'''

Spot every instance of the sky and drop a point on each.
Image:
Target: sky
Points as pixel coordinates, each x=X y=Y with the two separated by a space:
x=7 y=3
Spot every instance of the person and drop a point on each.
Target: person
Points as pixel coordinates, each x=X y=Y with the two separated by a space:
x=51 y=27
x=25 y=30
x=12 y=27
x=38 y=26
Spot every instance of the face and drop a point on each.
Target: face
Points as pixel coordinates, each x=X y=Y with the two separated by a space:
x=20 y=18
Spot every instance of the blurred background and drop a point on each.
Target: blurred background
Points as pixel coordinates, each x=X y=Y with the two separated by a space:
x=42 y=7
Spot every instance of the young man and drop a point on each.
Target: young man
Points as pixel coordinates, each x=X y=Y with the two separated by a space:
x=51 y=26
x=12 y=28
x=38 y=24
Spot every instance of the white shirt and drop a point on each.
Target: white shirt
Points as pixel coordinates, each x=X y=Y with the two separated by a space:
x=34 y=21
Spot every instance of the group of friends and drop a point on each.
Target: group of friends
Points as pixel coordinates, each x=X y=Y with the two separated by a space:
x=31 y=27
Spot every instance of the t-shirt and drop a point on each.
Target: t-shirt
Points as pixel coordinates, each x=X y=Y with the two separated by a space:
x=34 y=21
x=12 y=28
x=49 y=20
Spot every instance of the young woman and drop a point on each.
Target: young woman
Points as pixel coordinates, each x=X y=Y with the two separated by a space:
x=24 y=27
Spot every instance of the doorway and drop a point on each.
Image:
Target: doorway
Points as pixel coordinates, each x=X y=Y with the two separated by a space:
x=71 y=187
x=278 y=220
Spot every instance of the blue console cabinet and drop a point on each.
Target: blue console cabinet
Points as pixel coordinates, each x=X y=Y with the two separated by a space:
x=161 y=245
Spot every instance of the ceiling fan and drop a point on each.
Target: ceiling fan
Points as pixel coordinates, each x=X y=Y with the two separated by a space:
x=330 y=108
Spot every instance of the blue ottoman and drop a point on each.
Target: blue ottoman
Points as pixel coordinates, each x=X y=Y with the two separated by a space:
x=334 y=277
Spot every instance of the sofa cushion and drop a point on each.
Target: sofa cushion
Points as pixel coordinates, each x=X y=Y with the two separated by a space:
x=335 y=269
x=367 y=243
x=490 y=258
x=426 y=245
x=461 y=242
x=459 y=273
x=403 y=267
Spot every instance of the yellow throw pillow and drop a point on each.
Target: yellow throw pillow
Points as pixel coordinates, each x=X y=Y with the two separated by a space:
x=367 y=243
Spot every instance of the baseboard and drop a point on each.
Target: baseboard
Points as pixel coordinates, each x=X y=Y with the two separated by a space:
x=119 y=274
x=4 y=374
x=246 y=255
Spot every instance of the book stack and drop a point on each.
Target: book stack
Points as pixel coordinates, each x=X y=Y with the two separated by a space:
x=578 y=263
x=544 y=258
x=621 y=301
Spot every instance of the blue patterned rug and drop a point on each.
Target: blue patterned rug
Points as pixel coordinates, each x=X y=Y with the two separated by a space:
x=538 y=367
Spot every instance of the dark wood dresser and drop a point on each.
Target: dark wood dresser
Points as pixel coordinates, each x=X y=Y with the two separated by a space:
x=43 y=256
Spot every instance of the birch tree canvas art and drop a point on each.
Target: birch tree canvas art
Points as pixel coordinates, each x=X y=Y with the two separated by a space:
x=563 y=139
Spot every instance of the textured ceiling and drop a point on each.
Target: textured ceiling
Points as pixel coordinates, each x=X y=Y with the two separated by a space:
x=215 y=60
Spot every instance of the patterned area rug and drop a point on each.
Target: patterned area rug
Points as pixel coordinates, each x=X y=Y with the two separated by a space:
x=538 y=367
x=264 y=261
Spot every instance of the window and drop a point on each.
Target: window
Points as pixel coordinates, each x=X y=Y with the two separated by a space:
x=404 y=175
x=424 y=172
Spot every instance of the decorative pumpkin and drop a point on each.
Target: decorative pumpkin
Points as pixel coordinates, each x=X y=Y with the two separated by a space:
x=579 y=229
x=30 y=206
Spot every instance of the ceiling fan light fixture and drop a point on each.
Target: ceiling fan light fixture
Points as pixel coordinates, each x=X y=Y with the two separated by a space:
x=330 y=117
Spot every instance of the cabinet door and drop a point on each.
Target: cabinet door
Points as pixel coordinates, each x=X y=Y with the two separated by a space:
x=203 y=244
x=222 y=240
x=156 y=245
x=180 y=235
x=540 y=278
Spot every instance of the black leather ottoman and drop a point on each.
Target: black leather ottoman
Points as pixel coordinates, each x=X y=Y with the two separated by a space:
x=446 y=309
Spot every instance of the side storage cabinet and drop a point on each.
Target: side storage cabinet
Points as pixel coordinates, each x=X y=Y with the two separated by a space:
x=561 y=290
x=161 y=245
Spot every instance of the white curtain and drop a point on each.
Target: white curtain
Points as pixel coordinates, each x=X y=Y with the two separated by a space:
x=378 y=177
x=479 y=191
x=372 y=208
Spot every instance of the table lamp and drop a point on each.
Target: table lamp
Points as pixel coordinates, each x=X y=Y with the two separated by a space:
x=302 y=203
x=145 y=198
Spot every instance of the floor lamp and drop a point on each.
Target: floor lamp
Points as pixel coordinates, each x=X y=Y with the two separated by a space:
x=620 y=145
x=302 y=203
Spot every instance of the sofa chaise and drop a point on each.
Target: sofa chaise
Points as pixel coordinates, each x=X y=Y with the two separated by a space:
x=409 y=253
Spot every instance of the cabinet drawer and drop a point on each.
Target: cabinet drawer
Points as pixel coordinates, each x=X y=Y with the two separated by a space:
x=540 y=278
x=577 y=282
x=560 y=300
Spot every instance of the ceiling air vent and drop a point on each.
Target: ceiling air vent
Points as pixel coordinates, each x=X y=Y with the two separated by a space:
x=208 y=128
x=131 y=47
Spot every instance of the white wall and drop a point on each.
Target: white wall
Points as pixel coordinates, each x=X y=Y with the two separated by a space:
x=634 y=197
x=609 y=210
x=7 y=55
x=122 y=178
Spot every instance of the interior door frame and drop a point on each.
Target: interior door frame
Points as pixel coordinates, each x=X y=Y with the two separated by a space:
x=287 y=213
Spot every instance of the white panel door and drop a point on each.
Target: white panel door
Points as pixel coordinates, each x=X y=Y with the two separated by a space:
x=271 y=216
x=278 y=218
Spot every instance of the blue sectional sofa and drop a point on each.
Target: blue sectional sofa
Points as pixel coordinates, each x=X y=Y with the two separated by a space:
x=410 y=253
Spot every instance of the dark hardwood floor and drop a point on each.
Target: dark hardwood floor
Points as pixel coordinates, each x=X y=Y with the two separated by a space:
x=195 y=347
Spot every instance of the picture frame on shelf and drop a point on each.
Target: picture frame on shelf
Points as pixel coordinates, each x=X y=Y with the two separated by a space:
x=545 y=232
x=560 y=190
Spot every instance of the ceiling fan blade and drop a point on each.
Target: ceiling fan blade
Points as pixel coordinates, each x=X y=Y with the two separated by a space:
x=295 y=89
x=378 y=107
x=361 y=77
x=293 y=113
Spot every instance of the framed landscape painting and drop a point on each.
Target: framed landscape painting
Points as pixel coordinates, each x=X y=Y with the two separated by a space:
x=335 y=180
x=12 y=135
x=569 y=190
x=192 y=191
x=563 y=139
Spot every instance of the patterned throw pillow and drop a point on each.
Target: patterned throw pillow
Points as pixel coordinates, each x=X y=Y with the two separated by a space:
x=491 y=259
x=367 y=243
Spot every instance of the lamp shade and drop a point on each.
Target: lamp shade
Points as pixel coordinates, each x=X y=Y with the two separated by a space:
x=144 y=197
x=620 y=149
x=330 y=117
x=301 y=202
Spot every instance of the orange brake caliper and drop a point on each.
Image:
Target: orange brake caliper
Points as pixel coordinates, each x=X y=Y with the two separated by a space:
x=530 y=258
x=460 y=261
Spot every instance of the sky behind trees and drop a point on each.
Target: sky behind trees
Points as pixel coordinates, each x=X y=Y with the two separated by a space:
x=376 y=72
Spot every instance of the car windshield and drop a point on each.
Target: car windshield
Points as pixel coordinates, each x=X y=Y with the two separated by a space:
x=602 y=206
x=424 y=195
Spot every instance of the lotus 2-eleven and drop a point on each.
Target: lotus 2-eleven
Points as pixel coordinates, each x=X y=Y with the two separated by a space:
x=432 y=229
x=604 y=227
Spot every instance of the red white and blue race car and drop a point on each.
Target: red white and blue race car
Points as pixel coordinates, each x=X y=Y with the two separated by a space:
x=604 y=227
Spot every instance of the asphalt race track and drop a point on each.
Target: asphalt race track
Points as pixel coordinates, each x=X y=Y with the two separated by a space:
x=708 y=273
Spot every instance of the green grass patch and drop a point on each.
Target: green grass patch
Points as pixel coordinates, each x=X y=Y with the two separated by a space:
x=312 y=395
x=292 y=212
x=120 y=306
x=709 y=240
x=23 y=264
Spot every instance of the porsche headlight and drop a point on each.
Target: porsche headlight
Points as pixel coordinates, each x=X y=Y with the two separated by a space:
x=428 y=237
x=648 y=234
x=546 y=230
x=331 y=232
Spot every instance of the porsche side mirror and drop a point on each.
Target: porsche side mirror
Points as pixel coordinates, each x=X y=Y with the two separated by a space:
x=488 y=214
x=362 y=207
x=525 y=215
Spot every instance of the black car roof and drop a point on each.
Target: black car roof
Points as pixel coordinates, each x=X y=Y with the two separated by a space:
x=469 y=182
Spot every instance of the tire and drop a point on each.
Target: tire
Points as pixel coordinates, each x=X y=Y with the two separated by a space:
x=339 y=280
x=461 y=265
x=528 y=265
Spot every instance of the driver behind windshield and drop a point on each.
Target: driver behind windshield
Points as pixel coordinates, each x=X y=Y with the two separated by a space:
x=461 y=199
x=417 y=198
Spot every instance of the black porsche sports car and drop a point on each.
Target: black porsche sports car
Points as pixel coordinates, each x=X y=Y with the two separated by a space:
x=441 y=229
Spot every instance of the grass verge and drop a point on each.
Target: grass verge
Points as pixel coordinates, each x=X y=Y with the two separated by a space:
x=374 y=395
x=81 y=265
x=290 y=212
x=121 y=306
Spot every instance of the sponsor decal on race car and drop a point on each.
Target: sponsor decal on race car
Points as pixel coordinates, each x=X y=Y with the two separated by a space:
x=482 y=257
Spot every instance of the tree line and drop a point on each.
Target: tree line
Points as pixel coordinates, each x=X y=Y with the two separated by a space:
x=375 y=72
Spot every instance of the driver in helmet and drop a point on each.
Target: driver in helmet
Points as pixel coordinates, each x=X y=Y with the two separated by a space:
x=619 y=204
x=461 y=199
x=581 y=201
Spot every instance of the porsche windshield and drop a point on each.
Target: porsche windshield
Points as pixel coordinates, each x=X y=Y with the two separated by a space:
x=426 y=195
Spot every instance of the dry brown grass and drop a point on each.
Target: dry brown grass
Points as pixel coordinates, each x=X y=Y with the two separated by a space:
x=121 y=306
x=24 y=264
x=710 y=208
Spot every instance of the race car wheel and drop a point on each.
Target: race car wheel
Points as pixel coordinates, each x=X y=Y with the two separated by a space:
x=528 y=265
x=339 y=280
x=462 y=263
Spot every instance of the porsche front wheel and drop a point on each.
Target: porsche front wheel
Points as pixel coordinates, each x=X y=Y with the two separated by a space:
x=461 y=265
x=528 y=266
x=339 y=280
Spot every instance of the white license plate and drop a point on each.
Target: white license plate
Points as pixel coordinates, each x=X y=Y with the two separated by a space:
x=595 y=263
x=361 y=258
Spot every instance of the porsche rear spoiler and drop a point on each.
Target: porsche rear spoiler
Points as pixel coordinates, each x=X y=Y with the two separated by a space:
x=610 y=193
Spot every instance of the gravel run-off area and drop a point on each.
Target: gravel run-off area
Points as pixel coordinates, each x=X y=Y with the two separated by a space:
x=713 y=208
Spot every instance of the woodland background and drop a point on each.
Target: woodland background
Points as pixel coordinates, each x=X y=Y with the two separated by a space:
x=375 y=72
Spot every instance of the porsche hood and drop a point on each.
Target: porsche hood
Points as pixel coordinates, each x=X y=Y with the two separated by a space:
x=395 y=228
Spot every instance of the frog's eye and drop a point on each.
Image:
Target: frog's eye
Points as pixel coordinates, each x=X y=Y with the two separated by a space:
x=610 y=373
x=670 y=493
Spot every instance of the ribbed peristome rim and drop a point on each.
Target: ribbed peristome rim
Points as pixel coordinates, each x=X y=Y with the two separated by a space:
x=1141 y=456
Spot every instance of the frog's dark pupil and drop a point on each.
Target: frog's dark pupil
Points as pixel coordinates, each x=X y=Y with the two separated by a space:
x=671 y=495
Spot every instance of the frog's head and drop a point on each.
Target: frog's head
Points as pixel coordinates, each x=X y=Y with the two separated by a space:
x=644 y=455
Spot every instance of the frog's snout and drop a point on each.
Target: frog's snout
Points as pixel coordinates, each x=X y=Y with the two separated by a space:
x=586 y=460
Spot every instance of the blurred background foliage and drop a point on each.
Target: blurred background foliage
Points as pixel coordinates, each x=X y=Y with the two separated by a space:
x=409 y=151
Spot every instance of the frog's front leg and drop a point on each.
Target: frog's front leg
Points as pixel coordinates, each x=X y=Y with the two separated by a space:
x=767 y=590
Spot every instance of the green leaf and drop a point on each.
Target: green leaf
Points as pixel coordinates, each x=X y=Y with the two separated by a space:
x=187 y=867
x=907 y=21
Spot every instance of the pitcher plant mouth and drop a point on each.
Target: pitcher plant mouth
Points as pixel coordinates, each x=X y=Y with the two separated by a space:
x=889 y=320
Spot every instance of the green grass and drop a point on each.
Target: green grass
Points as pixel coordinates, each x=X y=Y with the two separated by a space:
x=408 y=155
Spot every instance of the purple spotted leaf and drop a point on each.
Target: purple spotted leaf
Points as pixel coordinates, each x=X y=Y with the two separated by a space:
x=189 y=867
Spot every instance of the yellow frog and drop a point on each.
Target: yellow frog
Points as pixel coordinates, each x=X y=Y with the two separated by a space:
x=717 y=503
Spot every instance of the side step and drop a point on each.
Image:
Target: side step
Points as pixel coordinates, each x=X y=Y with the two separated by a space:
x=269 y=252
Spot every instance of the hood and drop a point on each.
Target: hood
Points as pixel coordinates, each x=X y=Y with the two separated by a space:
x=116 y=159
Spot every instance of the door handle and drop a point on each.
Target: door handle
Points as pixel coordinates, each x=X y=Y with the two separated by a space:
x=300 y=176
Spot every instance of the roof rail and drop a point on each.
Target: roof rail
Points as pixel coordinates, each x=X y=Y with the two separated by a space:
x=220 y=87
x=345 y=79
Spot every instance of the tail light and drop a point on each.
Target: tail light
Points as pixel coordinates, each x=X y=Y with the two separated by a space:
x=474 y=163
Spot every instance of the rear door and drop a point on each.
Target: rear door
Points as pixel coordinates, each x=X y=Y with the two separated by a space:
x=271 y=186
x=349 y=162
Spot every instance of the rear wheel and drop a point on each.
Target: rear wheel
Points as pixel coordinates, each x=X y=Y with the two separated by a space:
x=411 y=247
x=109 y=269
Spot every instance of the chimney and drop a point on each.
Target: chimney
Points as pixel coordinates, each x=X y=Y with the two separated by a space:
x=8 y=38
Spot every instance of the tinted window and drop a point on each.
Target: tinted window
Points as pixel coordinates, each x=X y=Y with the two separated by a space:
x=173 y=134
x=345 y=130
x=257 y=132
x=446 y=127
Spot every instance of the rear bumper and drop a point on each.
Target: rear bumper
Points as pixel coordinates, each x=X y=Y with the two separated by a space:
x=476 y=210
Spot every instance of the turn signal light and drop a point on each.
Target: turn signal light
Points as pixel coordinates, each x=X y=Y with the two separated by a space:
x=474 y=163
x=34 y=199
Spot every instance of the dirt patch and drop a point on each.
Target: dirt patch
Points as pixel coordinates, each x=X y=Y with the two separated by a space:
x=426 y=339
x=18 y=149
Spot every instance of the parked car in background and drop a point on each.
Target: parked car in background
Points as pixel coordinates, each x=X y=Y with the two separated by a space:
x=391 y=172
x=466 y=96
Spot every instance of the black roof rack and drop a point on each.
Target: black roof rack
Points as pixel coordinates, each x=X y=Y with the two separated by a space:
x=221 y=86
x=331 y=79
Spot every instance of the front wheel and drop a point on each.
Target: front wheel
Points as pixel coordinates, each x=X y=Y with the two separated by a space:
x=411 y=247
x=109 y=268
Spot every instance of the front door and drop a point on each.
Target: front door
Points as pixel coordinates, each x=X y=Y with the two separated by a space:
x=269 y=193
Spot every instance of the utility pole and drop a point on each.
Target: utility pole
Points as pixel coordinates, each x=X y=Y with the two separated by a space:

'''

Stated goal: Render the lines from the start of the records through the line containing "x=330 y=108", that line included, as a numbered list, leaving out any blank lines.

Result:
1. Spot every instance of the sky and drop a point on each.
2. Image:
3. Target: sky
4. Points as pixel coordinates, each x=X y=Y with the two separated by a space:
5. x=7 y=3
6. Spot every instance of the person and drop a point on each.
7. Target: person
8. Points as pixel coordinates, each x=X y=Y with the two separated by a space:
9. x=51 y=27
10. x=25 y=30
11. x=12 y=27
12. x=38 y=26
13. Spot every instance of the face and drop a point on each.
14. Target: face
15. Points as pixel coordinates, each x=X y=Y with the two separated by a space:
16. x=20 y=18
17. Spot every instance of the blurred background and drop a point on each.
18. Target: blurred background
19. Points as pixel coordinates, each x=X y=Y with the two separated by a space:
20. x=42 y=7
21. Spot every instance of the young man and drop a point on each.
22. Target: young man
23. Points as pixel coordinates, each x=X y=Y with the two separated by a space:
24. x=51 y=26
25. x=12 y=28
26. x=38 y=24
27. Spot every instance of the white shirt and drop a point on each.
28. Target: white shirt
29. Points as pixel coordinates, each x=X y=Y with the two separated by a space:
30. x=34 y=21
31. Spot every instance of the group of friends and drop a point on each.
32. Target: group of friends
33. Points as pixel coordinates, each x=X y=Y with the two separated by a space:
34. x=31 y=27
35. Spot every instance of the t-shirt and drop a point on each.
36. Target: t-shirt
37. Points as pixel coordinates, each x=X y=Y with the two separated by a space:
38. x=34 y=21
39. x=12 y=28
40. x=49 y=20
41. Spot every instance of the young woman and drop a point on each.
42. Target: young woman
43. Points as pixel coordinates, each x=X y=Y with the two separated by a space:
44. x=24 y=27
45. Spot every instance of the doorway and drop a point on each.
46. Image:
47. Target: doorway
48. Points as pixel coordinates, each x=X y=Y with the two separated by a space:
49. x=71 y=187
50. x=278 y=220
51. Spot every instance of the blue console cabinet and drop a point on each.
52. Target: blue console cabinet
53. Points as pixel coordinates, each x=X y=Y with the two separated by a space:
54. x=161 y=245
55. Spot every instance of the ceiling fan and drop a point on each.
56. Target: ceiling fan
57. Points as pixel coordinates, each x=X y=Y with the two separated by a space:
58. x=330 y=108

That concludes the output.